YOUR INSTRUCTIONS. An exact copy is needed of each line from the one including "positive clicks: (264, 559)" through the last line of the entries, both ends counted, with nothing added.

PROVIDED DATA.
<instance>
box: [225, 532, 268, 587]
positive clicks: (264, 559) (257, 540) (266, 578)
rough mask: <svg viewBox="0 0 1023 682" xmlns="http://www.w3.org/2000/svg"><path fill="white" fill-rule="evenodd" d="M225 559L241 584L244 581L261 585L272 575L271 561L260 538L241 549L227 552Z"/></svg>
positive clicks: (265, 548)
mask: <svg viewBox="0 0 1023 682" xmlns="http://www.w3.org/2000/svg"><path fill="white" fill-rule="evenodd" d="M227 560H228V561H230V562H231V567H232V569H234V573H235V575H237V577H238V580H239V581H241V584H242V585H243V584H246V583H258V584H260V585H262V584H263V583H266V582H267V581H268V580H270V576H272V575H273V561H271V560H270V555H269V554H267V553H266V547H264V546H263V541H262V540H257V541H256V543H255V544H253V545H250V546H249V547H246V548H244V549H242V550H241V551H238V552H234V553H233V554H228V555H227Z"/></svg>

SOLVED EXERCISE.
positive clicks: (264, 559) (257, 540) (266, 578)
rough mask: <svg viewBox="0 0 1023 682" xmlns="http://www.w3.org/2000/svg"><path fill="white" fill-rule="evenodd" d="M225 559L241 584L244 581L261 585L272 575L271 561L260 538L241 549L227 552Z"/></svg>
positive clicks: (265, 548)
mask: <svg viewBox="0 0 1023 682" xmlns="http://www.w3.org/2000/svg"><path fill="white" fill-rule="evenodd" d="M227 560H228V561H230V562H231V567H232V569H234V573H235V575H237V577H238V580H239V581H241V584H242V585H243V584H246V583H258V584H260V585H262V584H263V583H266V582H267V581H268V580H270V576H272V575H273V561H271V560H270V555H269V554H267V553H266V547H264V546H263V541H262V540H257V541H256V543H255V544H253V545H250V546H249V547H246V548H244V549H242V550H241V551H238V552H234V553H233V554H228V555H227Z"/></svg>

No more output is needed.